- **Ejercicio escrito A**: En el fragmento sobre el informe de AMLO, ¿a quién envió don Benito Juárez a Washington para conseguir apoyos contra el Imperio?
- **Ejercicio escrito B**: Continúa el fragmento sobre el informe de AMLO a partir de su última oración.

- **Fragmento del texto**:
════════════════════

Nunca le ha hecho más falta un líder al país que en estos días. Por ello el informe que AMLO rendiría el domingo se convirtió en una esperanza nacional. Esperado como las charlas de chimenea de Franklin D. Roosevelt en los aciagos días de la II Guerra Mundial, el mensaje al país resultó una desilusión. Un copy paste de la cantaleta cotidiana frente a un desolado escenario sin espectadores. Es probable que le hubieran aconsejado mantenerse en el mensaje (stay on message), como debe hacerse para enfrentar una crisis. No obstante, faltó un asesor histórico que advirtiera al presidente lo que dijo Vicente Guerrero: “la patria es primero”. ¿Por qué inspirarse en Franklin D. Roosevelt, antes que en los próceres mexicanos?

Roosevelt fue un personaje que AMLO considera el mejor presidente de Estados Unidos. No tiene idea de la historia. El mejor presidente para México es Abraham Lincoln que salvó a la República. Lo hizo gracias a Matías Romero, a quien la República le debe mayor reconocimiento. Matías Romero fue el enviado de don Benito Juárez a Washington para conseguir los apoyos necesarios: dinero, armas, pertrechos y solidaridad económica y política para luchar contra el Imperio. No solamente consiguió eso, dejó en la Casa Blanca el sello de la dignidad e inteligencia mexicanas. Un admirable oaxaqueño que admiró el mismo presidente Lincoln.

════════════════════

- **Entradas mostradas**:

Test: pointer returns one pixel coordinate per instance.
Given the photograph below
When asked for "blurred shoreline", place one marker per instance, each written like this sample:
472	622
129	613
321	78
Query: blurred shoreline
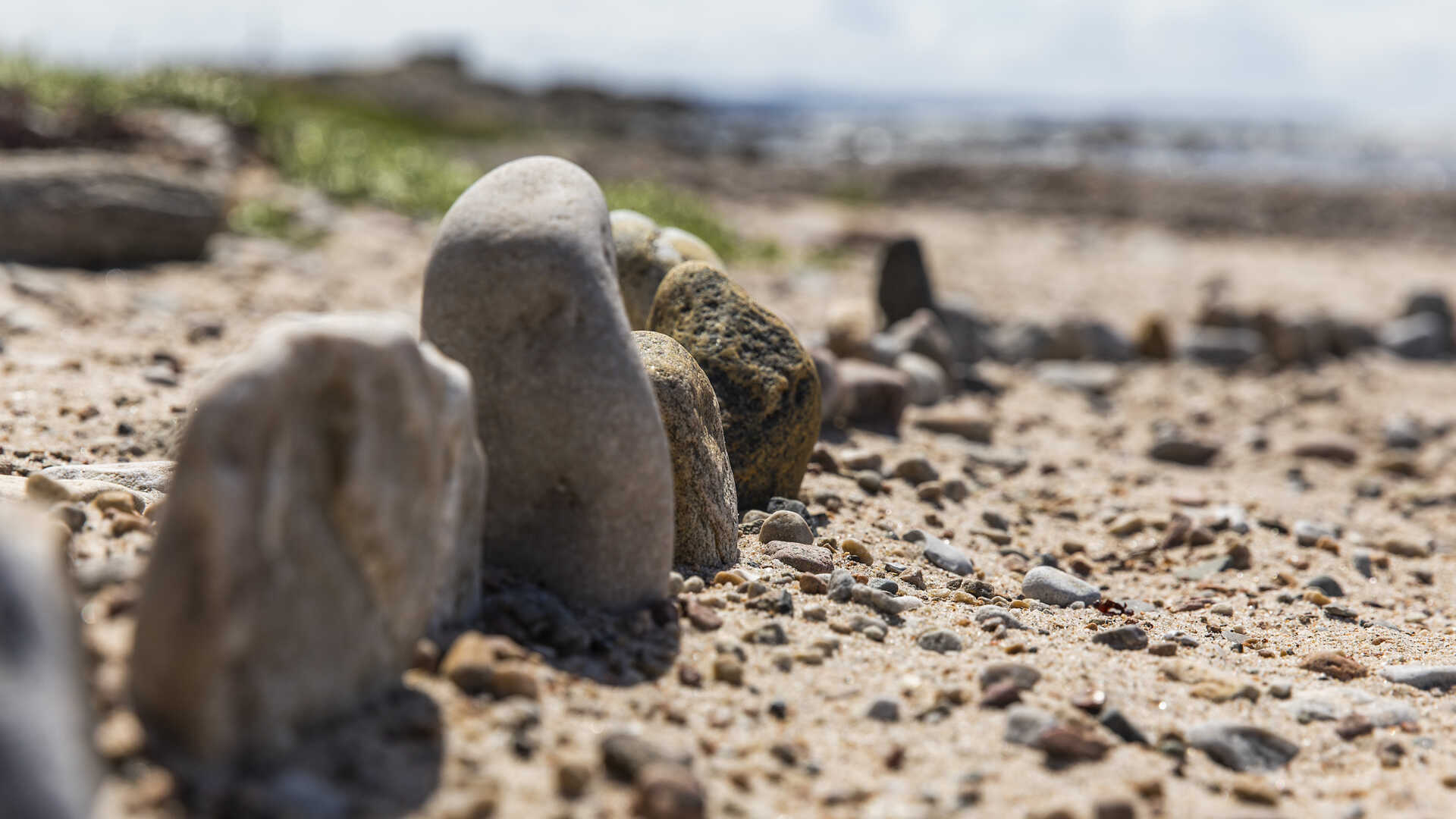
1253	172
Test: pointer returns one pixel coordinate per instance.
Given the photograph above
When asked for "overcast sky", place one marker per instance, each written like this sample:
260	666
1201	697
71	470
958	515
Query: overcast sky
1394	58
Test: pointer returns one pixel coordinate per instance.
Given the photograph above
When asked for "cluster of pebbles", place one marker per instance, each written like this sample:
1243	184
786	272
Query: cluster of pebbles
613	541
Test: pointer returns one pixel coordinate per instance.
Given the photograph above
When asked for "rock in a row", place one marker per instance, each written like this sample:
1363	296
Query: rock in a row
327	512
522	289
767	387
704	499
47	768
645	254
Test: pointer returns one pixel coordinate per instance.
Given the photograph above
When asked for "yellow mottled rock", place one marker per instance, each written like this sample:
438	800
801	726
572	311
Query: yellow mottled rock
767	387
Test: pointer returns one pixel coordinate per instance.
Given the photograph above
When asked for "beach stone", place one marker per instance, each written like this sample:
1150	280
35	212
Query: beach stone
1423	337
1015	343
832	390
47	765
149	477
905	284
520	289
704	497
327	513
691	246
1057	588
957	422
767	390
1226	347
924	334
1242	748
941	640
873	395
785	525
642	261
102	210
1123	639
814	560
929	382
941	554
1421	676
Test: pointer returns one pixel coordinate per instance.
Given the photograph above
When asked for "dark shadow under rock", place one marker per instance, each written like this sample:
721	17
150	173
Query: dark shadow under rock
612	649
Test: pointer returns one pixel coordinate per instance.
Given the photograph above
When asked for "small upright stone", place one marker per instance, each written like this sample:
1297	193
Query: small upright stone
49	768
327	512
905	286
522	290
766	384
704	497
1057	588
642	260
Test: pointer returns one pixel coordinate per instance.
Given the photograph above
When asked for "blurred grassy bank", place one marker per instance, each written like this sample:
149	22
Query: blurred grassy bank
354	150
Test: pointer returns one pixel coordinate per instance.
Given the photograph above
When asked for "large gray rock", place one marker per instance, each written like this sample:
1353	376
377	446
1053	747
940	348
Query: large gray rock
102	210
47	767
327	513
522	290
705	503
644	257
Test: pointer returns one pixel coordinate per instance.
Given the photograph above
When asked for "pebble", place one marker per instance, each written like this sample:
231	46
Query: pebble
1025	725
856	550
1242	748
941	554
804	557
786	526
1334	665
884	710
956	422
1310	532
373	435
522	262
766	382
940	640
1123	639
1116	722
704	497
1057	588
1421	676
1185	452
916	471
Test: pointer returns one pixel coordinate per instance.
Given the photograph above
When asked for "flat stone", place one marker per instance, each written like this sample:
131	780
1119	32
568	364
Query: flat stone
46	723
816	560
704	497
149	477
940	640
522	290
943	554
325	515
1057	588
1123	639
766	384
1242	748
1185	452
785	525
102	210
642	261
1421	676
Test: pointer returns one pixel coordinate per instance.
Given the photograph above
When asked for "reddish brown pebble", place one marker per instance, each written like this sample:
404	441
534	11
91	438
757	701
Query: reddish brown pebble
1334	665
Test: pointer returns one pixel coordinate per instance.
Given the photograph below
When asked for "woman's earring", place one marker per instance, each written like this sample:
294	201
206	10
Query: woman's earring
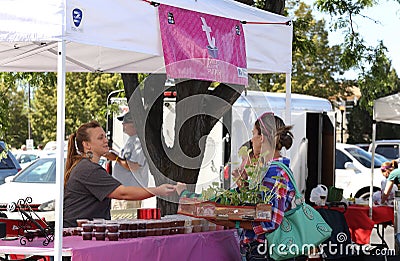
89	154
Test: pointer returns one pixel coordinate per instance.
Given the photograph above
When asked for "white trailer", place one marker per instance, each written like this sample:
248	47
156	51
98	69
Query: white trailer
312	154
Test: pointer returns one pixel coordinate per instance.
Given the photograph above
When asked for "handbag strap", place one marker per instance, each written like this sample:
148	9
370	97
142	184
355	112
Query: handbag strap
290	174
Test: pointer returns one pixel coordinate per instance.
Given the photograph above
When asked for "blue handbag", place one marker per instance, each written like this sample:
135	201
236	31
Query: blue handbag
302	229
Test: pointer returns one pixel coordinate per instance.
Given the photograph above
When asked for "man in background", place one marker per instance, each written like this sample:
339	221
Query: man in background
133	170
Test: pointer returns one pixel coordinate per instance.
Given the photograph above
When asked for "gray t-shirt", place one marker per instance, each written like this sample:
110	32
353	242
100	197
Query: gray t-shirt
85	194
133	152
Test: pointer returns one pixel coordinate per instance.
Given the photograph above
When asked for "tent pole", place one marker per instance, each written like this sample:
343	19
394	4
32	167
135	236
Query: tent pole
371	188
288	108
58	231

════════════════════

- **Respuesta A**: A Matías Romero.

- **Respuesta B**:
Roosevelt es un hombre singular, adelantado de su época, tanto así que toleró el amor de su esposa Eleanor con la periodista Lorena Hickok, quien compartía el techo y la cama de los Roosevelt. Pero a pesar de su gran estatura internacional, no hay nada que México deba agradecerle. Por el contrario, en la reconstrucción del New Deal, los trabajos pesados los hicieron los mexicanos en los campos agrícolas, en las vías ferroviarias, en las obras de infraestructura que activaron keynesianamente la economía, sin que jamás se haya reconocido esa aportación.

En la historia oprobiosa del país vecino están la esclavitud y la discriminación a negros, chinos y mexicanos. Hay otro episodio. Al iniciar el siglo XX migrantes japoneses llegaron a Estados Unidos y se asentaron en los estados de California, Oregon y Washington. Su laboriosidad y disciplina los llevó a producir la mitad de los vegetales de California. Con el estallido de Pearl Harbor se dudó de su lealtad al país, se les obligó a renunciar a sus propiedades, se olvidó que eran ciudadanos estadounidenses y fueron confinados a campos de concentración. Se les llevó a barracas, protegidas por alambre de púas y resguardados por policías armados. Mientas en Europa Hitler instauraba campos de concentración para judíos, Roosevelt, el campeón de la democracia que tanto admira AMLO, habilitó caballerizas de los hipódromos como celdas. Lo hizo sin motivo moral ni fundamento jurídico, para sus propios conciudadanos.

Estados Unidos había entrado en guerra también con Alemania e Italia, pero nunca se dio a los blancos descendientes de italianos o alemanes el mismo tratamiento que a los ciudadanos estadounidenses de origen japonés. La Suprema Corte de Estados Unidos que en muchas ocasiones ha decidido por la justicia y la decencia, en este asunto se alineó con Roosevelt, abandonó su autonomía y negó a los japoneses los derechos y protección de la justicia que con razón imploraban.

Roosevelt nunca se disculpó por la violación de los derechos humanos más elementales de decenas de miles de personas. Tuvieron que pasar 40 años para que el Congreso de Estados Unidos pidiera un avergonzado perdón, al grado de entregar una compensación económica a los sobrevivientes, hombres y mujeres de origen japonés, por haberlos recluido durante tres años como prisioneros de guerra en los campos de concentración organizados por el presidente Roosevelt.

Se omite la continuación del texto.